MATERIAL TO PROCESS
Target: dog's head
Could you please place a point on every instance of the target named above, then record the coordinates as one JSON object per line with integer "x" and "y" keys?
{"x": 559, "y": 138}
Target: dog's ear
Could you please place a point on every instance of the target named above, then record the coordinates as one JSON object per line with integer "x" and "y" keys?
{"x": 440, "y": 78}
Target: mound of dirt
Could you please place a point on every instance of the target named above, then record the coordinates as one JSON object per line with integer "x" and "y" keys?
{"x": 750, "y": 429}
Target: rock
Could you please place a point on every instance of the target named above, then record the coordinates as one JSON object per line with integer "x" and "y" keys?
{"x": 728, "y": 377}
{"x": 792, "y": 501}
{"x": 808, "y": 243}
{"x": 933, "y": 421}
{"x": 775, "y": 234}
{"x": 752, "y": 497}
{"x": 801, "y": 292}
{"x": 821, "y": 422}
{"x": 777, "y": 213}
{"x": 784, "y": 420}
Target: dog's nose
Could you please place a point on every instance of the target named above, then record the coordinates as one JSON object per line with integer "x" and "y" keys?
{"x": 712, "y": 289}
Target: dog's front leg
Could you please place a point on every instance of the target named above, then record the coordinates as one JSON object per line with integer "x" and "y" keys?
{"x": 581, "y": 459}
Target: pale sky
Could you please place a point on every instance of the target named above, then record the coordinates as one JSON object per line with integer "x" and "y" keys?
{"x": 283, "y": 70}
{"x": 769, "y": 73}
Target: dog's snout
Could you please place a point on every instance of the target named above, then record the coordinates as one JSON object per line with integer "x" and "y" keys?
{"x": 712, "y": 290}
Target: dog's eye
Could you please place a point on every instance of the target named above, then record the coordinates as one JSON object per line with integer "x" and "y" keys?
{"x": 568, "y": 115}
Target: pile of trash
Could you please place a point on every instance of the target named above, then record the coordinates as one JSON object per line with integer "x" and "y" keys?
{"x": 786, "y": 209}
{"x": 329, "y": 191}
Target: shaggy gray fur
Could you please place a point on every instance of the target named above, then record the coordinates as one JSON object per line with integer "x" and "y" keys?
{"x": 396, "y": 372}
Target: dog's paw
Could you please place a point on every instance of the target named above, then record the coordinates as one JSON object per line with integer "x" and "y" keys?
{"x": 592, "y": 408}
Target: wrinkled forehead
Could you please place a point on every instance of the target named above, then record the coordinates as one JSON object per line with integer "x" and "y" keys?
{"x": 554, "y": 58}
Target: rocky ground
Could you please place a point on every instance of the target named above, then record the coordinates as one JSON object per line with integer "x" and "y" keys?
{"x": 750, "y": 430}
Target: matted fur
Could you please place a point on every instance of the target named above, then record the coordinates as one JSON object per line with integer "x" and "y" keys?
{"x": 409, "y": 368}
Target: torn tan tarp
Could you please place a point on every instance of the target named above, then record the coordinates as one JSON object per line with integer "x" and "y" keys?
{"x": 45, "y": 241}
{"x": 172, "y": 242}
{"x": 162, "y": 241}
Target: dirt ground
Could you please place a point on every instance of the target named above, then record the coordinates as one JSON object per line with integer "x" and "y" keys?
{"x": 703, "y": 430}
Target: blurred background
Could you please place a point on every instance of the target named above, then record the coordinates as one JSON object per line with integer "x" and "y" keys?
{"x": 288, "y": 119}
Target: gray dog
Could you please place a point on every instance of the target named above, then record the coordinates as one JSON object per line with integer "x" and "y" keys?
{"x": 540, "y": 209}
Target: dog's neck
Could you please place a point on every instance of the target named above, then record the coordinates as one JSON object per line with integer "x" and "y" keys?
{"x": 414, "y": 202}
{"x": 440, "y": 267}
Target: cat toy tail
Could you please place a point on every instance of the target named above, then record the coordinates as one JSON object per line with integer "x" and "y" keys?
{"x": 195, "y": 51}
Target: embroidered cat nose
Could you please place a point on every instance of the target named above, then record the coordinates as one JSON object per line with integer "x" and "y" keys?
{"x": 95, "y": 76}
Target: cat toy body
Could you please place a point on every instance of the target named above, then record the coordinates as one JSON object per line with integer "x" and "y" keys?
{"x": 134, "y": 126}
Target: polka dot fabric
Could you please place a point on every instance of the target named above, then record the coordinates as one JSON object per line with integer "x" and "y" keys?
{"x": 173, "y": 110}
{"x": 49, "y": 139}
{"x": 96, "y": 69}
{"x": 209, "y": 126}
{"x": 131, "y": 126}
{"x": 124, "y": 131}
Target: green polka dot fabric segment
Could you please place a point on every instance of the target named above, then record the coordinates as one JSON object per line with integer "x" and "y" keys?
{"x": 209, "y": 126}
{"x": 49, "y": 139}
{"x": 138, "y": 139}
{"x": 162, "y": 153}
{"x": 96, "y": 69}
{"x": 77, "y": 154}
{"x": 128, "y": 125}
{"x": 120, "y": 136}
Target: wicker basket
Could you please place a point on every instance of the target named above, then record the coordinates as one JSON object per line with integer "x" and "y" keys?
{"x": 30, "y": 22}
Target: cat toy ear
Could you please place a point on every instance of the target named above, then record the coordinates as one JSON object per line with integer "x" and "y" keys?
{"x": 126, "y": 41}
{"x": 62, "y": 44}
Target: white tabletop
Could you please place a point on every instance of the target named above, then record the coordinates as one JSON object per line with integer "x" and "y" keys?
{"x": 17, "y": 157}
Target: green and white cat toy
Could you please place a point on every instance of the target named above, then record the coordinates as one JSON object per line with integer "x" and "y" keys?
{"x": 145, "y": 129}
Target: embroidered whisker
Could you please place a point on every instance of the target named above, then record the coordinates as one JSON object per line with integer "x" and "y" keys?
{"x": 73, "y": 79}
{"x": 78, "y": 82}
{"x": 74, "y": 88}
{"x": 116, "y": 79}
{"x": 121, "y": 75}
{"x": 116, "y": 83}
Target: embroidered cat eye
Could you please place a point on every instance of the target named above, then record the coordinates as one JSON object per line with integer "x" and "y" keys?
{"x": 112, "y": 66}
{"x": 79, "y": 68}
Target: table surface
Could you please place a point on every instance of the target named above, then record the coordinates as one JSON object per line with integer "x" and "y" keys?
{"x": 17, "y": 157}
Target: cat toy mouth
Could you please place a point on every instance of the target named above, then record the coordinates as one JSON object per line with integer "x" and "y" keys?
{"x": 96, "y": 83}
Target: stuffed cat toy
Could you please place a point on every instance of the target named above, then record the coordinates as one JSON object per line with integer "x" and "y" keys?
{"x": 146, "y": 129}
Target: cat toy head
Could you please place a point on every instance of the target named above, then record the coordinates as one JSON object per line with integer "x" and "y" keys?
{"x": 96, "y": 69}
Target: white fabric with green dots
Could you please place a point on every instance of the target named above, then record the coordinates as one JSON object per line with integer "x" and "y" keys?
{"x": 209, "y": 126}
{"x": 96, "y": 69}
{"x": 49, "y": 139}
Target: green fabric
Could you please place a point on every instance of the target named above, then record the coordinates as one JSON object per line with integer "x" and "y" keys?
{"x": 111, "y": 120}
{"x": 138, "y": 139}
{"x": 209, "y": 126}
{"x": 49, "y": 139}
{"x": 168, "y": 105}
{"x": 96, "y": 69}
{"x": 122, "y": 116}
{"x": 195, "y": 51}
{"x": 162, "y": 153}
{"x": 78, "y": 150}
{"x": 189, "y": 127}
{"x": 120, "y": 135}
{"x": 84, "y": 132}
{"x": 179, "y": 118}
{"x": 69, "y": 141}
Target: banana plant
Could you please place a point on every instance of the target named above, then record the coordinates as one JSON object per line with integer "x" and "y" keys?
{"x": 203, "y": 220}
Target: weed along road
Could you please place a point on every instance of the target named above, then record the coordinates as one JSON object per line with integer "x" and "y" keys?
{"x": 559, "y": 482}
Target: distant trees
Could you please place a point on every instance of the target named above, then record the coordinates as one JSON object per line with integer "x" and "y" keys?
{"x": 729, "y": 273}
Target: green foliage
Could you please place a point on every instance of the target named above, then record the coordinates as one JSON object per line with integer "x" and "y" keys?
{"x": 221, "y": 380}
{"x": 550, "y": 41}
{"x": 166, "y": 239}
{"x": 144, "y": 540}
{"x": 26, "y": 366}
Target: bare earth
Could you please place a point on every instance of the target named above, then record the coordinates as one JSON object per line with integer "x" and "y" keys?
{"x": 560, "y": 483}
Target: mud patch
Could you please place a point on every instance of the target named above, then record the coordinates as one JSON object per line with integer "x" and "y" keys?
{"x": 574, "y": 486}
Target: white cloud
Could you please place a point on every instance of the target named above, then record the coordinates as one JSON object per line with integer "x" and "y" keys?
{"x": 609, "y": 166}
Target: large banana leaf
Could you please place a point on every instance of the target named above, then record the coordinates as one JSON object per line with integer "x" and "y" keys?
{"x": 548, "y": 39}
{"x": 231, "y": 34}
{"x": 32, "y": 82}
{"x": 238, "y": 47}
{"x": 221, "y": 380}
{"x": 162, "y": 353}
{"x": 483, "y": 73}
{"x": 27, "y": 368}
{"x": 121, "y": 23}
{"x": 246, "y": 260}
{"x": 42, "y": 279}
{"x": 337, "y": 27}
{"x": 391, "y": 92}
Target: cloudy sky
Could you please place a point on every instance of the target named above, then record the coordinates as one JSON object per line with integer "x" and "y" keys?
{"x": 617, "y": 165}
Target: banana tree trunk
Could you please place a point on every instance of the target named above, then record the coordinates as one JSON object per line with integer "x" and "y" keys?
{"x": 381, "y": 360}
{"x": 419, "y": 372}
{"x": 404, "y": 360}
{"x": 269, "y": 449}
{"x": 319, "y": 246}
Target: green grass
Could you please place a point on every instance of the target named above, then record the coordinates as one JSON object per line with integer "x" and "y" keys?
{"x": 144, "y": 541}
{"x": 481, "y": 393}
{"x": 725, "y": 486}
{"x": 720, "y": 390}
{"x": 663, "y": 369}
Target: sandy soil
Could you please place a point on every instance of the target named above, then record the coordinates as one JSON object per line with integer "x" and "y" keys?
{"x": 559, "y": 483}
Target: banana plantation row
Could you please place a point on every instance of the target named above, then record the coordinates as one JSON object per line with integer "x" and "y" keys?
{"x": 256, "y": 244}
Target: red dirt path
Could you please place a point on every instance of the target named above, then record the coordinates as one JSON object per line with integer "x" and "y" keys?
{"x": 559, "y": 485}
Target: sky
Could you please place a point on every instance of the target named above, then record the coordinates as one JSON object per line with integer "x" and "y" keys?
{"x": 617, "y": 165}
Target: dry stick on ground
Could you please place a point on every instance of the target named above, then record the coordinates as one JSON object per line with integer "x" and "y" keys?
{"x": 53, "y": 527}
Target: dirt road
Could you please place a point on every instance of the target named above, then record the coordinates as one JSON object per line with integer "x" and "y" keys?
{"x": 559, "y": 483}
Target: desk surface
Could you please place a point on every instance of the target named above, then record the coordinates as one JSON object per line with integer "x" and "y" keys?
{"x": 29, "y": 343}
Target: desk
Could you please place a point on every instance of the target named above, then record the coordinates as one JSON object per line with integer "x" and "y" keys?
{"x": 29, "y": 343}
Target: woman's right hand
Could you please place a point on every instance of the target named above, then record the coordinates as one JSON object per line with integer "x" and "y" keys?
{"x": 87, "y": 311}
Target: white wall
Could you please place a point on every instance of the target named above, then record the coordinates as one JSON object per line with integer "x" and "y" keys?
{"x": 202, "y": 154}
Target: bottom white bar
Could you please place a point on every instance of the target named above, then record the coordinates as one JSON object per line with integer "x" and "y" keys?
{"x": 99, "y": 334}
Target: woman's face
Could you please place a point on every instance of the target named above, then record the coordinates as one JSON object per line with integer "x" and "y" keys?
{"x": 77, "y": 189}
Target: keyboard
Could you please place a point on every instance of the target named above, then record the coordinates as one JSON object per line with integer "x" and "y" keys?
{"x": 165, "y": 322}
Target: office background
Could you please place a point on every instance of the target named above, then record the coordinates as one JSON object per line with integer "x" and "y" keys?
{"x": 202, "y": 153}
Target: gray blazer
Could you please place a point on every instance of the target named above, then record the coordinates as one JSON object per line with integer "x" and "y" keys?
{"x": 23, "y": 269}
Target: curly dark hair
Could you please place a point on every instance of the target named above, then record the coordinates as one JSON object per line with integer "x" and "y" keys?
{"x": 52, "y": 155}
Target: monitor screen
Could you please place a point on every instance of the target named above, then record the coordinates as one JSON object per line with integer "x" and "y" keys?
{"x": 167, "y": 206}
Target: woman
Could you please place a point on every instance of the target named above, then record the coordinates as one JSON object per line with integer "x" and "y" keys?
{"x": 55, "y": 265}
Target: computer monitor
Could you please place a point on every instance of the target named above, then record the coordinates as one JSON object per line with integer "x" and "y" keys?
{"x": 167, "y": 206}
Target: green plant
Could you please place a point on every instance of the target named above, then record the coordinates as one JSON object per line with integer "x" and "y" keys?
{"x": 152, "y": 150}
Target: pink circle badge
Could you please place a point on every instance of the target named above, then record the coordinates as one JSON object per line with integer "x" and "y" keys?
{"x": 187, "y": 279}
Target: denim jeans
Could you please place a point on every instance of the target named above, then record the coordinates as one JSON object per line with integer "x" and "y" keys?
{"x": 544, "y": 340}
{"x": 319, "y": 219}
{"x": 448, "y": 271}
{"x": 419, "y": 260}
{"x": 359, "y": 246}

PROBLEM TO WORK ON
Extract, exactly, the lines above that begin at the line containing "Target: gray blazer" and end at the final line of the records; add no other text.

EXERCISE ANSWER
Target: gray blazer
Could you please place a point on every instance of the target named above, then record the coordinates as one JSON object per line with integer "x" and "y" keys?
{"x": 23, "y": 269}
Target: curly dark hair
Could you please place a point on every instance of the target named above, then record the coordinates as one JSON object per line with integer "x" and "y" keys?
{"x": 52, "y": 155}
Target: monitor screen
Could you please place a point on every instance of the target named above, then record the coordinates as one JSON object per line with integer "x" and "y" keys?
{"x": 167, "y": 206}
Target: woman
Could you please place a point on every instance of the target named above, then record the coordinates as one JSON object per line with integer "x" and "y" keys?
{"x": 55, "y": 265}
Target: computer monitor
Could you please place a point on every instance of the target named above, then record the coordinates as one JSON object per line with integer "x" and "y" keys?
{"x": 167, "y": 206}
Target: green plant
Could you please place a point on every instance of the target named above, then record the coordinates as one JSON object per line with integer "x" and "y" keys?
{"x": 152, "y": 150}
Target: pink circle badge
Could you please place a point on every instance of the target named above, then record the coordinates as one JSON object per line with integer "x" and "y" keys?
{"x": 187, "y": 279}
Target: denim jeans
Could you please place a point on every instance of the target named above, then record the coordinates as one JSON object per line with integer "x" and "y" keys?
{"x": 544, "y": 340}
{"x": 319, "y": 219}
{"x": 448, "y": 271}
{"x": 419, "y": 260}
{"x": 359, "y": 246}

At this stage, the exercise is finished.